Short problem >> Copy out word for word everything in the records from the line containing "Accessibility service: describe where the front bumper" down to the line containing "[609,67,640,95]", including both of those lines.
-------- Recorded information --------
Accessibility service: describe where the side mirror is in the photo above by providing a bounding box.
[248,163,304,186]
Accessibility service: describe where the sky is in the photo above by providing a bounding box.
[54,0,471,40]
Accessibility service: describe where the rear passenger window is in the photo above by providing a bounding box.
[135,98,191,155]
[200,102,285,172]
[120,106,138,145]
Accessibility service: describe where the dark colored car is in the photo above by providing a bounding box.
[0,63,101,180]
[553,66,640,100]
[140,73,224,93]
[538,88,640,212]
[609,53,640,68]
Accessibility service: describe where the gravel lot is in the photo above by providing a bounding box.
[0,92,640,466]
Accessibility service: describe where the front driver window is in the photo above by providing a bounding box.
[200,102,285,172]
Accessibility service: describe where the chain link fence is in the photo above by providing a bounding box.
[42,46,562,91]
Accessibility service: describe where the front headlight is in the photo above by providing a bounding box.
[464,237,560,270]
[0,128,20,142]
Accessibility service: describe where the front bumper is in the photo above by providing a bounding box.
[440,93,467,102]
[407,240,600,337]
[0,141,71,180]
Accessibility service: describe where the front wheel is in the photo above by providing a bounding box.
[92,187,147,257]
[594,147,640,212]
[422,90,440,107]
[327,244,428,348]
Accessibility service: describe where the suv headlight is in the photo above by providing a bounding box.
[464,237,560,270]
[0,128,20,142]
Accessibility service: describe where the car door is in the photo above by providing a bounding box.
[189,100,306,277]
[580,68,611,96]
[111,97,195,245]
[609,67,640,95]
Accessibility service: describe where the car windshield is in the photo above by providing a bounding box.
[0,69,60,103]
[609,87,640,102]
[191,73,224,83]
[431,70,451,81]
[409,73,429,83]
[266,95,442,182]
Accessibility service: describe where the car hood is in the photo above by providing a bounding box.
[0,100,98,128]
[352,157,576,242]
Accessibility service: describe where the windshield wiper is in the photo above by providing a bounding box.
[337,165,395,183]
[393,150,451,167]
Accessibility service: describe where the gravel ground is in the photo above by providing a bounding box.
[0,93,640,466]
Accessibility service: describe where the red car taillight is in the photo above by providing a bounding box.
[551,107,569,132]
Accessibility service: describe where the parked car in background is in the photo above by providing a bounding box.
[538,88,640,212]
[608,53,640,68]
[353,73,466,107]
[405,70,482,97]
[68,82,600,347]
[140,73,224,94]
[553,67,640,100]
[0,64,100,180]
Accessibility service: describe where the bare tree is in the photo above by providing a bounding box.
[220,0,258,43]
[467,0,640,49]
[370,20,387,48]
--------
Answer to the problem >>
Accessibility service: describe where the front bumper is in the photo above by providing a bounding box.
[440,93,467,102]
[407,240,600,337]
[0,141,71,180]
Accessibility service: describe where the front wheel is in the photo above by providing a bounding box.
[92,187,147,257]
[594,147,640,212]
[422,90,440,107]
[327,244,428,348]
Accessibility service: describe where the suv headlight is in the photo above by providing a bounding box.
[464,237,560,270]
[0,128,20,142]
Accessibility service: describe where the car door is in the photo above by providing a bounding box.
[189,100,306,277]
[580,68,611,96]
[111,97,195,245]
[609,67,640,95]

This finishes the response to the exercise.